━━━━━ 文書の抜粋

大富豪で盛り上がれないと、肩身が狭い

 はてなダイアリの関連エントリという機能で、こういう記事が表示された。
拒食症患者の人生のつまらなさの問題(Dr.KOBAの身もふたもない話)
内容は、拒食症患者に、カードゲームをさせて競わせたところ、健常者よりも興奮しなかった、という脳科学のデータの紹介である。たかだかカードゲームで盛り上がれなかったくらいで、「人生のつまらなさ」とか言っちゃうところが、「心理学のつまらなさ」だよ!とか思ったのだけど、下のコメント欄では、筆者と当事者との間での、真摯なやりとりが記録されている。日々、臨床現場に来る拒食症患者の人生を、面白いものにしようとしている、真面目な支援者の人のブログだった。だから、揶揄するつもりはなかったけれど、やっぱり気になるので、書いておく。

 先日、友人に誘われて、グループ旅行に行ってきた。私は、集団行動がとっても苦手なのだけれど、興味があって参加してみた。すると、夜になると、お酒を飲みながら、トランプゲームの「大富豪」が始まった。
 私は、どうもこの「大富豪」というゲームになじめない。なんか、ドキドキして、しんどくなるのだ。もう、自分が勝つか負けるかで、神経をすり減らすのが、想像しただけでしんどい。このゲームは、勝つとより有利な条件に置かれ、負けるとより不利な条件に置かれる。そして、いつ終るかもわからず、延々と夜が更けるまで、ゲームは続くのだ。まさに、資本主義!ほんと、私は向いてない。全員にカードを分配してくれ!と思う。*11,2回は参加してみるが、「はやく抜けたいな〜」と思う。

━━━━━━━━━━

• [取り組む作業]:
[a] 文書の抜粋によると、拒食症患者にカードゲームをさせて競わせたところ、健常者と比べてどうだったとされていますか。
[b] 文書の抜粋の内容を二文でまとめてください。
[c] 文書の抜粋のうち、「はてなダイアリの関連エントリという機能で、こういう記事が表示された。」で始まり「はやく抜けたいな〜」と思う。」まで続く部分を、一字も変えずに打ち直してください。

━━━━━ 調べるデータ

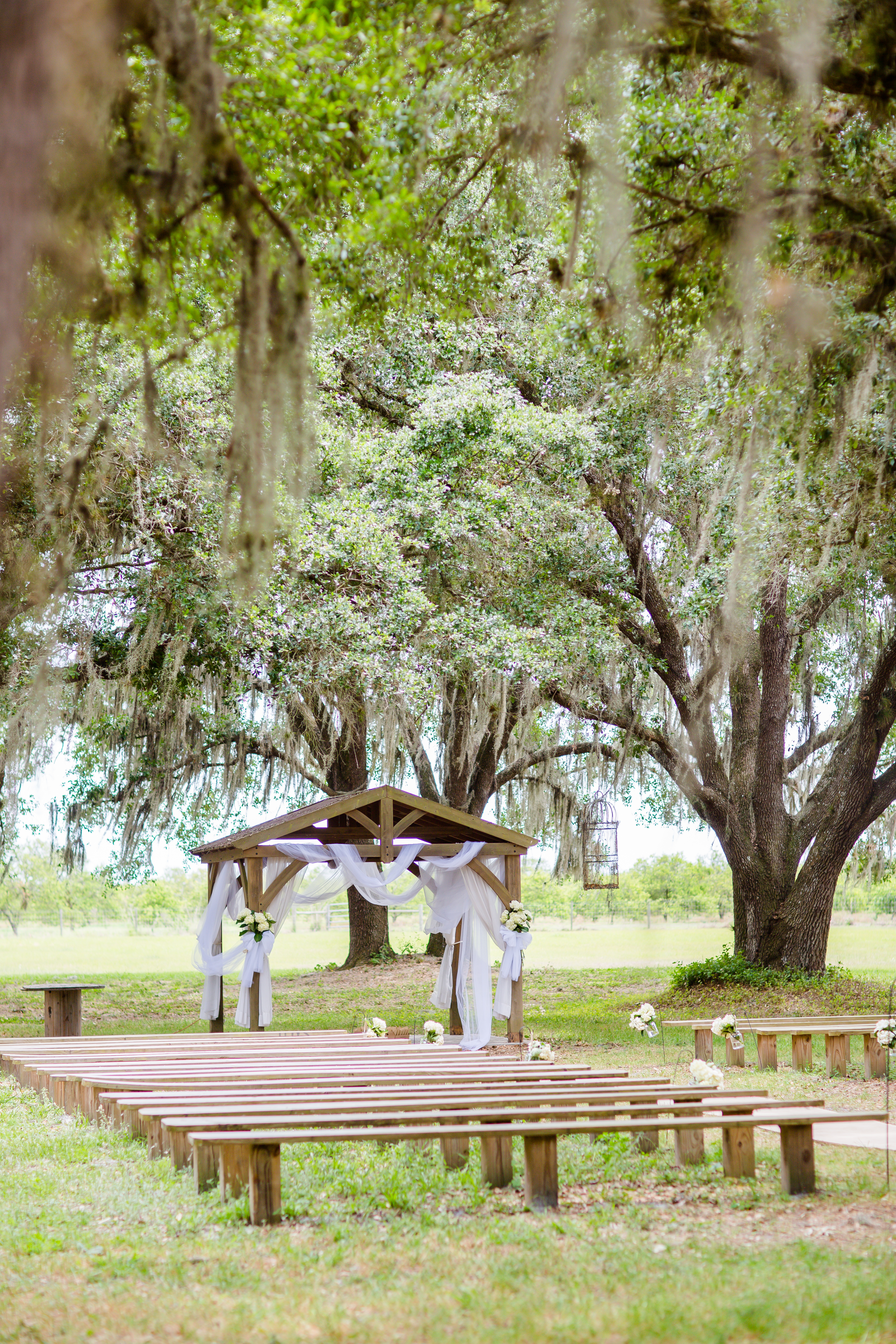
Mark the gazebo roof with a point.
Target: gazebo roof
(371, 819)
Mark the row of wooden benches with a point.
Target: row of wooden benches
(837, 1033)
(232, 1107)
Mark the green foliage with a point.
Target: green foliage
(38, 889)
(668, 885)
(734, 970)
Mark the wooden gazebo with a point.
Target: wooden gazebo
(371, 820)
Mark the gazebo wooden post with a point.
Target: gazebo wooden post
(254, 873)
(456, 1026)
(514, 882)
(218, 947)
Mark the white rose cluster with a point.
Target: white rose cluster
(704, 1073)
(886, 1033)
(726, 1026)
(256, 923)
(644, 1021)
(516, 918)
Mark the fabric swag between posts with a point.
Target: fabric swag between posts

━━━━━━━━━━

• [作業の結果]:
[a] 健常者よりも興奮しなかった。

[b] 拒食症患者はカードゲームで健常者ほど興奮しなかったという脳科学のデータを紹介する記事について、筆者はそれを「人生のつまらなさ」と結びつける点が気になっている。筆者自身もグループ旅行で始まったトランプゲームの「大富豪」になじめず、勝ち負けで神経をすり減らすのがしんどいと感じている。

[c]
はてなダイアリの関連エントリという機能で、こういう記事が表示された。
拒食症患者の人生のつまらなさの問題(Dr.KOBAの身もふたもない話)
内容は、拒食症患者に、カードゲームをさせて競わせたところ、健常者よりも興奮しなかった、という脳科学のデータの紹介である。たかだかカードゲームで盛り上がれなかったくらいで、「人生のつまらなさ」とか言っちゃうところが、「心理学のつまらなさ」だよ!とか思ったのだけど、下のコメント欄では、筆者と当事者との間での、真摯なやりとりが記録されている。日々、臨床現場に来る拒食症患者の人生を、面白いものにしようとしている、真面目な支援者の人のブログだった。だから、揶揄するつもりはなかったけれど、やっぱり気になるので、書いておく。

 先日、友人に誘われて、グループ旅行に行ってきた。私は、集団行動がとっても苦手なのだけれど、興味があって参加してみた。すると、夜になると、お酒を飲みながら、トランプゲームの「大富豪」が始まった。
 私は、どうもこの「大富豪」というゲームになじめない。なんか、ドキドキして、しんどくなるのだ。もう、自分が勝つか負けるかで、神経をすり減らすのが、想像しただけでしんどい。このゲームは、勝つとより有利な条件に置かれ、負けるとより不利な条件に置かれる。そして、いつ終るかもわからず、延々と夜が更けるまで、ゲームは続くのだ。まさに、資本主義!ほんと、私は向いてない。全員にカードを分配してくれ!と思う。*11,2回は参加してみるが、「はやく抜けたいな〜」と思う。